» **Material for this task**
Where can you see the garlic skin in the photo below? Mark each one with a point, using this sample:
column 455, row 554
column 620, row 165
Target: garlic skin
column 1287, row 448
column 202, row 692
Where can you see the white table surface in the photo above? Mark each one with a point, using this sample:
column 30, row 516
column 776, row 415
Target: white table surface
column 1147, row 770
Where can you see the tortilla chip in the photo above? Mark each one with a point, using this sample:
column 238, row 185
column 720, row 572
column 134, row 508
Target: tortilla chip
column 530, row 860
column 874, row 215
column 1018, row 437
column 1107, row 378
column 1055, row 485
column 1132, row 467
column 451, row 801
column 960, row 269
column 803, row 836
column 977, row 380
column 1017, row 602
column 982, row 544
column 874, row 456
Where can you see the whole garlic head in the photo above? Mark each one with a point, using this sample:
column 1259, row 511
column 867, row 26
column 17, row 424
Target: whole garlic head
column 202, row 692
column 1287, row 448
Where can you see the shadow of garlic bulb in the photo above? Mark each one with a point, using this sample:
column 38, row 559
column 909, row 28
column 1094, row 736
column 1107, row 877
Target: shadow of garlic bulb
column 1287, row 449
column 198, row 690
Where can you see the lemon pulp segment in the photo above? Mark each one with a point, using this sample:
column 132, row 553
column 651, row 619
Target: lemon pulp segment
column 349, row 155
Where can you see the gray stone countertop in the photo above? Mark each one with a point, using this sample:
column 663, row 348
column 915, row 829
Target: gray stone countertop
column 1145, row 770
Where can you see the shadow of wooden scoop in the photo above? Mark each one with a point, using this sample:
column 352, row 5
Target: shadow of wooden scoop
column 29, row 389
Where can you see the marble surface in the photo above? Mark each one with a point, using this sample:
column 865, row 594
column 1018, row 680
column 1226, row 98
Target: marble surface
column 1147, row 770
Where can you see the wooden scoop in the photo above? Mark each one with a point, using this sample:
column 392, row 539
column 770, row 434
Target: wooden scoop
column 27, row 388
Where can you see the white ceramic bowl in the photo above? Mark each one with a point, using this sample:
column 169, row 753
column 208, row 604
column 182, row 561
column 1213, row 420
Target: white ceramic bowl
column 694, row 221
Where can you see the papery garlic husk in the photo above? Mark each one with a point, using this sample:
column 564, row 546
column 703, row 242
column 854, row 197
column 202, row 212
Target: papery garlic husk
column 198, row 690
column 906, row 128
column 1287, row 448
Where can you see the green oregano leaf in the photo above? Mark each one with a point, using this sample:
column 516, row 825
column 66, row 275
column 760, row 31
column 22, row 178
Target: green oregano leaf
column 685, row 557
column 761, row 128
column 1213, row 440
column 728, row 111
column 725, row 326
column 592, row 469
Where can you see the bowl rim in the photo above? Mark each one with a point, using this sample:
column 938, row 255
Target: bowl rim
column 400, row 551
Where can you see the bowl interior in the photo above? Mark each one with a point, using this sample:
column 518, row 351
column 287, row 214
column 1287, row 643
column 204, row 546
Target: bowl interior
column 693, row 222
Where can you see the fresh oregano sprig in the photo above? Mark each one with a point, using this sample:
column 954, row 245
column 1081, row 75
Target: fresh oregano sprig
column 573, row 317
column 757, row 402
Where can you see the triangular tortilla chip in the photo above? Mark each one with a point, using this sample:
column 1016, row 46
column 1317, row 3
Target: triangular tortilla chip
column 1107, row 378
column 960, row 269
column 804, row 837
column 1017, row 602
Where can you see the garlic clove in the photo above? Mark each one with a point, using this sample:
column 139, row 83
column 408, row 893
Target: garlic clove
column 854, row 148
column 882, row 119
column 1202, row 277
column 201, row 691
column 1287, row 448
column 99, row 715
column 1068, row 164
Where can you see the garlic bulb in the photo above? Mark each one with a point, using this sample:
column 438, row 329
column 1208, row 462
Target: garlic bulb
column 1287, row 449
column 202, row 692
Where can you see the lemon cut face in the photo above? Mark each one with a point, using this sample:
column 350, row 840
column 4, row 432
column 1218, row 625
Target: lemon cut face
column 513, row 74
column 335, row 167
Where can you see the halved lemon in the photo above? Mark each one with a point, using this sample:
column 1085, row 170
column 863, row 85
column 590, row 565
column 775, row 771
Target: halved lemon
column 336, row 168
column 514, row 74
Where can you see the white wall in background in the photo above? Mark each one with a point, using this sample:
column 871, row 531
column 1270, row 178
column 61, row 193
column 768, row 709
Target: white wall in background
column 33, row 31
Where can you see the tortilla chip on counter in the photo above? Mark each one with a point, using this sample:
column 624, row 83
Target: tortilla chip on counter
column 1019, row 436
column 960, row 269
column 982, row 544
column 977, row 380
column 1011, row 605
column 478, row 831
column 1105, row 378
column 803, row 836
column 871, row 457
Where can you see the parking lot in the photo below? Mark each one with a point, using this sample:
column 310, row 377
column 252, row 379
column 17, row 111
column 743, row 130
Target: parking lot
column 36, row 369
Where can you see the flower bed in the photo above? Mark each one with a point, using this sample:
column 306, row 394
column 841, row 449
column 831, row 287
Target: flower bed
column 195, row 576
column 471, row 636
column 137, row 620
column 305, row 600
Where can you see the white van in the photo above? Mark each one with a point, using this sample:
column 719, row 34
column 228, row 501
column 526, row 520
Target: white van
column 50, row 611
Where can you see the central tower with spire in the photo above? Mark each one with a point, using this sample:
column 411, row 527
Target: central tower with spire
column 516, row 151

» **What to do**
Please restate word for word only the lines running from the line that contains "Target: tortilla chip on counter" to the final line of the listing above.

» **Task result**
Target: tortilla chip on counter
column 1019, row 436
column 960, row 269
column 982, row 544
column 977, row 380
column 1011, row 605
column 478, row 831
column 1105, row 378
column 803, row 836
column 871, row 457
Where can you see the parking lot in the photo below? Mark each one with a point, using this sample:
column 310, row 377
column 252, row 379
column 17, row 111
column 743, row 130
Target: parking lot
column 36, row 369
Where can you see the flower bed in the photo above? Mark each one with a point, using this sample:
column 306, row 394
column 841, row 449
column 831, row 287
Target: flower bed
column 195, row 576
column 471, row 636
column 137, row 620
column 305, row 600
Where can you see the white van in the photo above? Mark each one with a point, using this sample:
column 719, row 34
column 228, row 501
column 526, row 520
Target: white van
column 50, row 611
Where can you see the central tower with spire in the photo above? Mark each one with a point, using this sample:
column 411, row 527
Target: central tower with spire
column 516, row 151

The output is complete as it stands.